▸ **Page excerpt**:
┌──

The extruder 6 may be a single-screw extruder, a twin-screw extruder with co-rotating or counter-rotating screws, or a conical twin-screw extruder or multi-screw extruder. The extruder 6 may be provided with a first filter device 6a, in which foreign particles are filtered out of the plastic melt. The extruder 6 may be provided with a degassing device 6b comprising an opening for discharging volatile components from the plastic melt. In this process, the plastic melt is first placed in a substantially pressureless state, and volatile components of the plastic melt, such as monomers, water or - in the case of PET - ethylene glycol, are withdrawn, optionally by means of a vacuum generator. Optionally, a second filter device 6c is arranged at the outlet of the extruder 6, which filters out any foreign particles still contained in the plastic melt. The second filter device 6c may also be provided instead of the first filter device 6a. In the case of these filter devices, all commercially available devices are suitable, such as continuous or discontinuous wire mesh filters with or without a backflushing device. From the outlet of the extruder 6 or the second filter device 6c, respectively, the thus homogenised, cleaned and filtered melt of plastic waste is fed to a second inlet of the melt pump 4. The melt pump 4 forms a forced conveying system for the plastic melts by generating pressure. The melt pump 4 also constitutes a mixing device for the plastic melt streams in case both branches of the plant 1 are fed with plastic material or

10 plastic waste. It is also possible to provide a separate melt pump at the end of each branch and then feed the plastic melt streams to a mixer after the outputs of the melt pump. As known in prior art, the melt pump 4 may be configured as a gear pump.
Alternatively, an extension of the extruder screw may be used to generate pressure. As far as described so far, the plant 1 contains devices that are well known to those skilled in the art and therefore do not require a more detailed discussion.
From the melt pump 4, the plastic melt is fed, optionally with the interposition of a melt filter device, to a melt inlet opening 13 of the device 10 according to the invention for treating melts of thermoplastics, which is described in detail below. The volatile components of the plastic melt produced in the device 10 for treating melts of thermoplastics are discharged from the device 10 via a withdrawal opening 11. After heat treatment of the plastic melt in the device 10 for treating melts of thermoplastics, the plastic melt is guided from a melt outlet opening 14 of the device 10 to a discharge device 7, which may be a gear pump, for example. From the discharge device 7, the plastic melt passes into a schematically shown post-treatment device 8. This post-treatment device 8 may comprise different stations, e.g. shaping devices, such as a granulating device, a profile extrusion device, an injection moulding machine, round or wide slot dies for the production of sheets and foils, etc. In the post-treatment device 8, further method steps may be carried out, such as additivation of the plastic melt, for example with colours, or mixing devices. The post-treatment is not part of the invention.

└──

▸ **Problem**:
Can you duplicate the plastic-melt passage above word for word, from "10 plastic waste." up to and including "a gear pump."?

Point annotations on photos:
┌──

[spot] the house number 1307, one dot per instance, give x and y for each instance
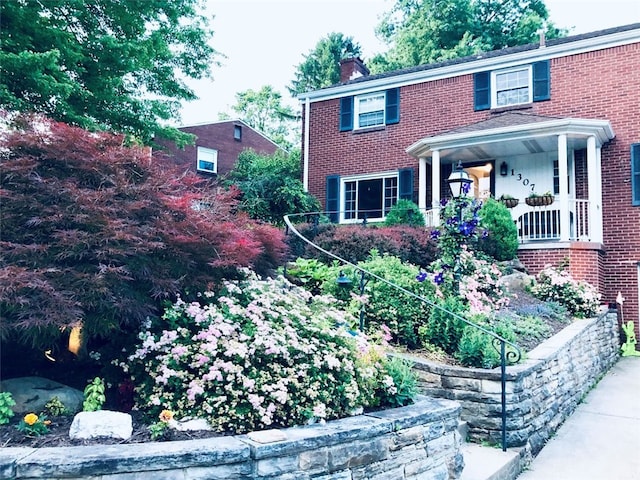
(525, 181)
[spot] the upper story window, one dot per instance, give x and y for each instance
(635, 174)
(370, 110)
(513, 86)
(207, 160)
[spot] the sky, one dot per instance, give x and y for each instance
(264, 41)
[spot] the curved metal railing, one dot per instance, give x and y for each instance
(511, 355)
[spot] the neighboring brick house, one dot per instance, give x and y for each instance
(217, 146)
(561, 116)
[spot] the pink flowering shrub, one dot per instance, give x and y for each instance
(579, 297)
(258, 354)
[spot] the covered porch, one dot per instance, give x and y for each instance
(520, 156)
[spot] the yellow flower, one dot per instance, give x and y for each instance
(166, 415)
(30, 418)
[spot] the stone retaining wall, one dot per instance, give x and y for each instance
(541, 392)
(407, 443)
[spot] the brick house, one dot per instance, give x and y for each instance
(217, 146)
(561, 116)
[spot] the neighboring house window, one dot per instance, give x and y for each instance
(370, 110)
(513, 86)
(635, 174)
(207, 160)
(350, 199)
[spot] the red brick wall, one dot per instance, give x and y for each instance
(599, 85)
(219, 136)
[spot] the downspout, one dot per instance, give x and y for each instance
(305, 154)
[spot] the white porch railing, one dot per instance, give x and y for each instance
(543, 223)
(535, 224)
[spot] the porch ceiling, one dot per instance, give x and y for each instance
(490, 139)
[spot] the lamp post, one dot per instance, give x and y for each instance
(459, 184)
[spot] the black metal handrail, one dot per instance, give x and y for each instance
(511, 356)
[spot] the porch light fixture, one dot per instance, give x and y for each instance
(458, 180)
(343, 280)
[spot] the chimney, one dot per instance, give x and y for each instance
(351, 68)
(542, 39)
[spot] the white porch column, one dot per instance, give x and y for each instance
(594, 174)
(435, 186)
(422, 184)
(563, 170)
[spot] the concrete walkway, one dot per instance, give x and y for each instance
(601, 439)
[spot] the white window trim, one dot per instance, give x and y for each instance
(204, 154)
(494, 85)
(356, 109)
(357, 178)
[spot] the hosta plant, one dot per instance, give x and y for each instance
(257, 354)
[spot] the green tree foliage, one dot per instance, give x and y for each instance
(100, 235)
(501, 242)
(264, 111)
(103, 65)
(421, 32)
(321, 66)
(270, 186)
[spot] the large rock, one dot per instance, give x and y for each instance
(102, 423)
(32, 393)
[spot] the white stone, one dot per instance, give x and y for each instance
(102, 423)
(267, 436)
(190, 424)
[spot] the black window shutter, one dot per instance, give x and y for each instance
(541, 81)
(481, 91)
(332, 198)
(635, 174)
(405, 184)
(392, 113)
(346, 114)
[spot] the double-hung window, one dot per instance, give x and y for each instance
(207, 160)
(512, 87)
(368, 197)
(369, 110)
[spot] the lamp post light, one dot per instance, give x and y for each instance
(345, 282)
(460, 184)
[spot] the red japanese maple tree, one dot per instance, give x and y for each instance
(98, 233)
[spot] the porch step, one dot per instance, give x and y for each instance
(490, 463)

└──

▸ **Task answer**:
10 plastic waste. It is also possible to provide a separate melt pump at the end of each branch and then feed the plastic melt streams to a mixer after the outputs of the melt pump. As known in prior art, the melt pump 4 may be configured as a gear pump.